Exercise goal - Return every line of the material below unchanged, in the same order.

------------------------

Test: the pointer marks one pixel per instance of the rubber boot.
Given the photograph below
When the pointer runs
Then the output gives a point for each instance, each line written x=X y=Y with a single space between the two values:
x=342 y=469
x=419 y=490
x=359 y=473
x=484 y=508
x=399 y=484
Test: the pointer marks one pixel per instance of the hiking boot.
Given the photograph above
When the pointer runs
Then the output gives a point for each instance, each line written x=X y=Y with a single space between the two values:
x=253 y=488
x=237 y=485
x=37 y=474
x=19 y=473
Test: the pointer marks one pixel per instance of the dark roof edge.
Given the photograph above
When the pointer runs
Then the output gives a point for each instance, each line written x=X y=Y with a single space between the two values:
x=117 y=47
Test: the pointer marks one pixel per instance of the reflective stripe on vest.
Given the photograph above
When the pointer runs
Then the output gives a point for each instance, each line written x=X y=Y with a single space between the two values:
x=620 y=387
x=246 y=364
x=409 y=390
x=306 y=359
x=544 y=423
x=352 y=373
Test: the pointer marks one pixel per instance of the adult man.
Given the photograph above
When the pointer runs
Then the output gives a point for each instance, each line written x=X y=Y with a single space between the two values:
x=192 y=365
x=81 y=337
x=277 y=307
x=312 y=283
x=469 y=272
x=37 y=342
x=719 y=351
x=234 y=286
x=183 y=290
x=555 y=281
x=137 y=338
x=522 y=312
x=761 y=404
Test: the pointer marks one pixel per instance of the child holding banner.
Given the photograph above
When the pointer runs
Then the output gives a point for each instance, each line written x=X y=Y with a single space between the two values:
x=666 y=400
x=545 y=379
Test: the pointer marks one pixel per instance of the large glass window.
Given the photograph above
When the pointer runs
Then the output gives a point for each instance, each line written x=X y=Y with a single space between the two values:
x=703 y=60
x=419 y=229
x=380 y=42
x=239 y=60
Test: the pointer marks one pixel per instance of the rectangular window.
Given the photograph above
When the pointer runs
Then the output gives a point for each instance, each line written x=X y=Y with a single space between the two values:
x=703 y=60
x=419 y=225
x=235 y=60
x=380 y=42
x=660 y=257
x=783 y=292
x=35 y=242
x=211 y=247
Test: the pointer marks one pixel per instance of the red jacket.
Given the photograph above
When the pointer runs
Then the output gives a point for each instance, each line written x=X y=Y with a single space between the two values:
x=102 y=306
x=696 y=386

------------------------

Answer to this problem -
Test: the pointer marks one pixel per instance of the rubber boot.
Given the photograph below
When the pointer runs
Then the output gives a point for each instance, each line written x=X y=Y with a single space between the two values:
x=342 y=469
x=419 y=490
x=359 y=473
x=484 y=508
x=399 y=484
Test: the pointer marks one pixel per instance of the hiking boot.
Given the photograph above
When the pointer runs
Then the output gives a point for each instance, each line written x=X y=Y with a single space between the two values:
x=253 y=488
x=237 y=485
x=37 y=474
x=19 y=473
Test: the pointer marks one pixel per instance of the dark roof edge.
Given the photograph above
When the pointer runs
Then the output gives a point for each instance, each line written x=X y=Y with a single space between the two values:
x=117 y=47
Test: the pointer marks one pixel per instance of the reflective stripe on vest.
Given the photograph above
When the pointer runs
Then the output gives a point for each instance, each line written x=X y=Y with a single space between the two values:
x=620 y=387
x=246 y=364
x=409 y=390
x=306 y=359
x=544 y=423
x=352 y=373
Test: the pointer marks one pixel per instance of the adult man.
Given the photograph above
When the pointer runs
Then the output gives a point for each instance, each line written x=X y=Y with a single space between the two values:
x=192 y=365
x=81 y=337
x=277 y=307
x=312 y=283
x=469 y=272
x=37 y=342
x=719 y=351
x=234 y=286
x=183 y=290
x=555 y=281
x=137 y=338
x=522 y=312
x=761 y=404
Test: the pointer marks one pixel per instance of the child holding banner.
Given the photograph above
When the pointer runs
Then the output gives a point for each instance, each line written x=X y=Y with a single space between the two values:
x=666 y=400
x=545 y=379
Test: the pointer marks one pixel per instance of the large glass window.
Given the photograph above
When the pointer runs
Then the output gives a point for each instance, each line written x=X y=Y with a single space between the two values:
x=703 y=60
x=419 y=229
x=380 y=42
x=239 y=60
Test: the pointer marks one pixel per instance of the rectangular window.
Given the photograph above
When the pointer runs
Then the output gives a point for each instance, each line written x=X y=Y with a single space between the two values:
x=703 y=60
x=419 y=225
x=235 y=60
x=380 y=42
x=660 y=257
x=783 y=292
x=35 y=242
x=211 y=247
Test: the pointer marks one pixel per instance of the red jacket.
Given the photograph above
When the pointer runs
Then the output gives a point for each instance, each line written x=X y=Y with a single space between the two values:
x=102 y=306
x=696 y=386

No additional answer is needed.